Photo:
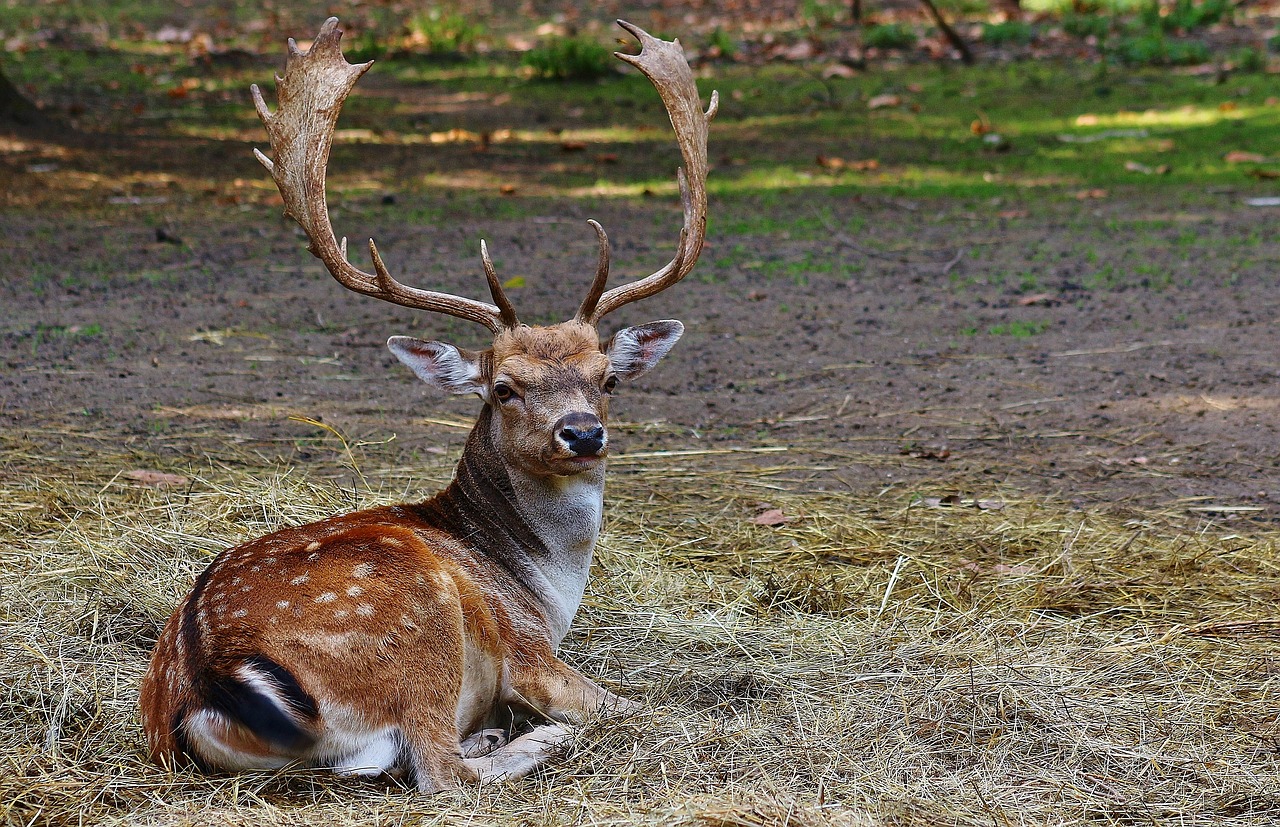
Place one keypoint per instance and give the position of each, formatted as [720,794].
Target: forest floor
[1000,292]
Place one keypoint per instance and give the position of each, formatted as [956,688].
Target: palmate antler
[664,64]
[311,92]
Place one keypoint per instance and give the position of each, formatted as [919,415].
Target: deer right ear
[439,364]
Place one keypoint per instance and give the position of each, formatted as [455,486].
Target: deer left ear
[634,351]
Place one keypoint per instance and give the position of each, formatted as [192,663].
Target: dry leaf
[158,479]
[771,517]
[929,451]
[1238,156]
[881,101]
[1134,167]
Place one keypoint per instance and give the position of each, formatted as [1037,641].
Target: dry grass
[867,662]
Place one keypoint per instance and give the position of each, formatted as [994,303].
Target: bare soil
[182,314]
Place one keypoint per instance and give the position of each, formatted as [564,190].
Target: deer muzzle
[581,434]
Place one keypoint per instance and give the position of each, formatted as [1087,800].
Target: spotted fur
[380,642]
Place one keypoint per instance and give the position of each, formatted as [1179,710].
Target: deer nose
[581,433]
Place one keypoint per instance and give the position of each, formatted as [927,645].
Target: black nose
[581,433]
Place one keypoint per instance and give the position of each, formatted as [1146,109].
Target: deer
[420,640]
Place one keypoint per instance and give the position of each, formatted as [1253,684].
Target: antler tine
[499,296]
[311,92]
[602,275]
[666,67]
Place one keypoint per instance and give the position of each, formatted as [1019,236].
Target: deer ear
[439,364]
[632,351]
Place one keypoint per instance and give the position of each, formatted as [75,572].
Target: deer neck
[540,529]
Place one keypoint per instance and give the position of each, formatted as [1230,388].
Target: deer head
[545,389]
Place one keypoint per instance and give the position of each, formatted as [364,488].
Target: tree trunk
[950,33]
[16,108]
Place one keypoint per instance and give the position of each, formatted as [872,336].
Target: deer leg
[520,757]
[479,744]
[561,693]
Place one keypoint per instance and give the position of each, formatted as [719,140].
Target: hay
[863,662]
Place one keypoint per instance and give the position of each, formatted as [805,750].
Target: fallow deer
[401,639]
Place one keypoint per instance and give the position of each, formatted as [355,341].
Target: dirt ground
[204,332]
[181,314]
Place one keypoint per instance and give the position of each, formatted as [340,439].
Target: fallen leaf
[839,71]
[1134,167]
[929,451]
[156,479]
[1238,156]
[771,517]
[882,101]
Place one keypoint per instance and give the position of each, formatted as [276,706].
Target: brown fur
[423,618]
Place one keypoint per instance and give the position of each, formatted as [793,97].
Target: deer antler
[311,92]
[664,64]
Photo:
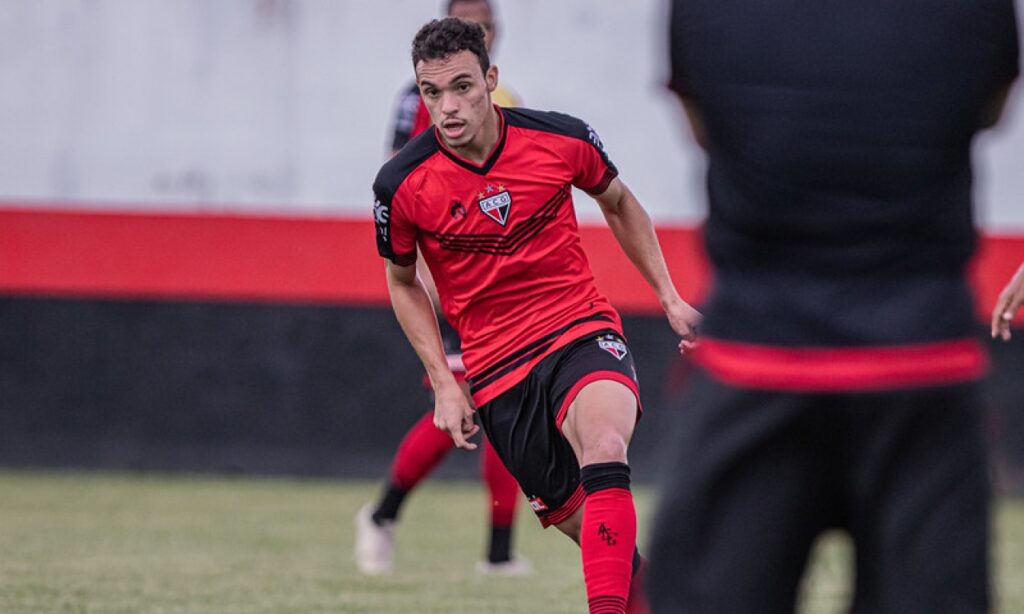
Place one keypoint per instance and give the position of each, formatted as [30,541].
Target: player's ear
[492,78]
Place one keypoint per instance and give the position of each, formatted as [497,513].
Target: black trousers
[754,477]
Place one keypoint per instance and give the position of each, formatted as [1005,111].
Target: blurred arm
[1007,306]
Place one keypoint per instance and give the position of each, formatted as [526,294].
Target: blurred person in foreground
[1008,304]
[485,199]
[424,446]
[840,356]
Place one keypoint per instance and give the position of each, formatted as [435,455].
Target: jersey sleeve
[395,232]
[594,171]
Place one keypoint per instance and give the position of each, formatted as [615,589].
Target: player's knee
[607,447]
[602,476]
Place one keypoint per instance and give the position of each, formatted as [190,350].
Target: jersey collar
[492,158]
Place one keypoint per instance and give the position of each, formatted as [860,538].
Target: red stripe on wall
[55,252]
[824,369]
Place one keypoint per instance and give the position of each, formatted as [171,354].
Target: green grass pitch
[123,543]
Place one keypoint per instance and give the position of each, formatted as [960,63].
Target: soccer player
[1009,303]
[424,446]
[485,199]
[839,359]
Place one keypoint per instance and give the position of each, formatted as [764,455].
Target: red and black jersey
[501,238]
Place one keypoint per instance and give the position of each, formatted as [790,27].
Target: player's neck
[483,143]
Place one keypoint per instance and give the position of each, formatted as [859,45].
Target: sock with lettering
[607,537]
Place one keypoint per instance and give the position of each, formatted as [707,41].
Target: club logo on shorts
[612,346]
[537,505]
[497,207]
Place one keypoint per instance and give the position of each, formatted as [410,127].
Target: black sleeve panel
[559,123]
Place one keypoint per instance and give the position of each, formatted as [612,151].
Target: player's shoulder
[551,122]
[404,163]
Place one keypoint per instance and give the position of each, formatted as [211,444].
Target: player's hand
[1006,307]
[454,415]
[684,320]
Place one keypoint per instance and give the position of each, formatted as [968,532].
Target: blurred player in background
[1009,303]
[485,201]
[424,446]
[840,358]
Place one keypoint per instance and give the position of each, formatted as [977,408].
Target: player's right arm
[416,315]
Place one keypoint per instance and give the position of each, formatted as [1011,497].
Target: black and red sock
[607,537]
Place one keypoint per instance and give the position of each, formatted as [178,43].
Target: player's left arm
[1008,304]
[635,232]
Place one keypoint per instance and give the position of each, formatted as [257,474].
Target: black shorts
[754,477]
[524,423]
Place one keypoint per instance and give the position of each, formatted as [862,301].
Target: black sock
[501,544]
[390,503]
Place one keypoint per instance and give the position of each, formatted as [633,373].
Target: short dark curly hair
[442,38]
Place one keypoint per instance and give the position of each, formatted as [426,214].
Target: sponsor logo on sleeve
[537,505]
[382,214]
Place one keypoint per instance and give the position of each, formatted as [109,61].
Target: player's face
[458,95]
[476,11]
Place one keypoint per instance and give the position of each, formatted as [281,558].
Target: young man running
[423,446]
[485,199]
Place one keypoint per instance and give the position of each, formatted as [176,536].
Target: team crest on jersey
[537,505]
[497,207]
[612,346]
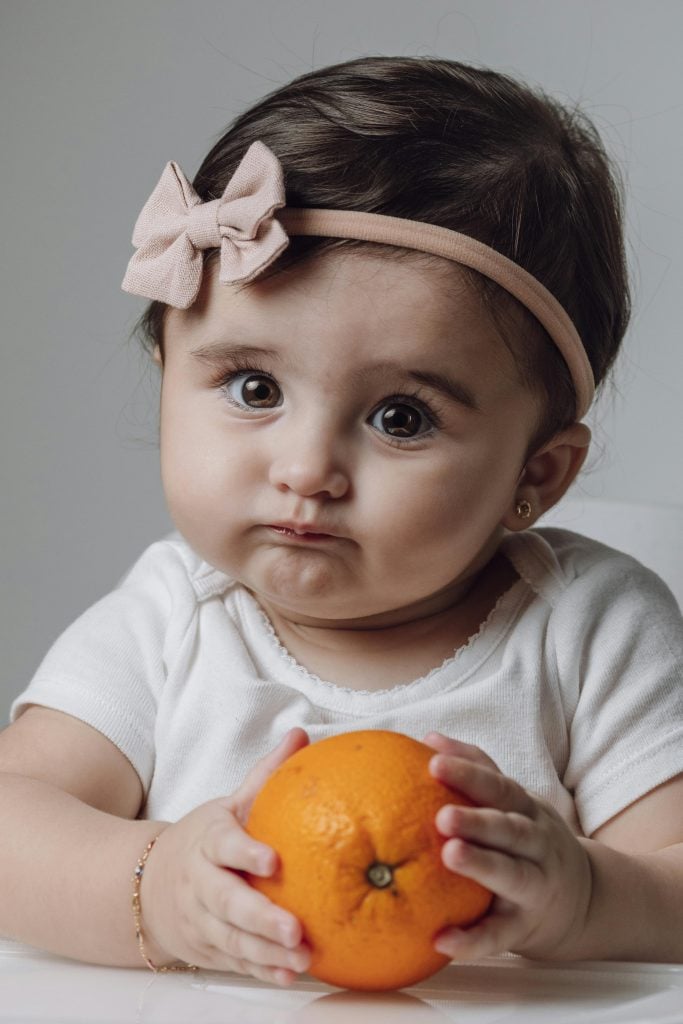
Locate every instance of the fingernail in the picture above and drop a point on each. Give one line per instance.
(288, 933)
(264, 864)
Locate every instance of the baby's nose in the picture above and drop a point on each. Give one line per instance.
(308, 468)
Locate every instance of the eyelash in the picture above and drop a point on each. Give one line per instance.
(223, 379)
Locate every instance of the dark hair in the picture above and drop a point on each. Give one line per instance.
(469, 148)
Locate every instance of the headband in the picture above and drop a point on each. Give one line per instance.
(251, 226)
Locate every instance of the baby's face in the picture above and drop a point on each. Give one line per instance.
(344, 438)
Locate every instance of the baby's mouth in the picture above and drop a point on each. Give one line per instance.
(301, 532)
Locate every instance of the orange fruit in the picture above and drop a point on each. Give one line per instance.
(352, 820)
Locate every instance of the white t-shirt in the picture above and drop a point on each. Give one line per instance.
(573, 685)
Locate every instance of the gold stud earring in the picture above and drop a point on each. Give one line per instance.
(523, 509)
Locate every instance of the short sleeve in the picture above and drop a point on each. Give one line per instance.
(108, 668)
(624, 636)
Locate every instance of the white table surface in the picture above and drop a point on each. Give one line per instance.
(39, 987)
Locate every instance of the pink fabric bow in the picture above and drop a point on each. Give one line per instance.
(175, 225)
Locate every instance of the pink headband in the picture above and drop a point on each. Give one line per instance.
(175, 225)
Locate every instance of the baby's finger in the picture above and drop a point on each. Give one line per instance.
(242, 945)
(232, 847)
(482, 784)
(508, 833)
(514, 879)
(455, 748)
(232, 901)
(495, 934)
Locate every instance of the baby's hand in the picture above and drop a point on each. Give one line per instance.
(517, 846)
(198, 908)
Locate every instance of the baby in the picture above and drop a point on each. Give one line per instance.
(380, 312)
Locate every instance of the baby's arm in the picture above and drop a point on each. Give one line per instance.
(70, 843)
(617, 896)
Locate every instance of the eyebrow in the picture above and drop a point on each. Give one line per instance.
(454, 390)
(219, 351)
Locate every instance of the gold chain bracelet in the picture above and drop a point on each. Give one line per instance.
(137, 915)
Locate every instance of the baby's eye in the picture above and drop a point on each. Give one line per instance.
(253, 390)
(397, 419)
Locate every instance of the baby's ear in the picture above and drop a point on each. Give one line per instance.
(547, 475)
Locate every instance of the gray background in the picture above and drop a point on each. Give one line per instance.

• _SET EXERCISE_
Reproduce only the lines running from the one that contains "Locate every instance of the baby's hand" to the last line of the records.

• _SOLUTION TO THIS TASK_
Locate every instance of the baby's hand in the picture above and drop a point on each. Give one line per instance.
(517, 846)
(198, 908)
Locate every instance of the baby in the picture above and drop a point on each. Give one line per instance.
(380, 312)
Locate every instance of the baby's arm in the picture above and drop a point on each. Give one line per instance.
(70, 843)
(617, 896)
Locate every instance of the eyebrow in the picture above and drop a point on each. Give one line per instance.
(454, 390)
(219, 351)
Locate every instance of the gold chain bracelet in the picture above and drop a point on each. Give one line per instance.
(137, 915)
Locate every instance of the baby's eye in the picture above and drop a point on each. Give one line per instance.
(253, 390)
(397, 419)
Locate every instance of the baby's ear in the picture above and drop a point on each. Give one line per instance.
(547, 475)
Locate every instance of the gray background in the picture above and drop a point on each. Give one line per instance.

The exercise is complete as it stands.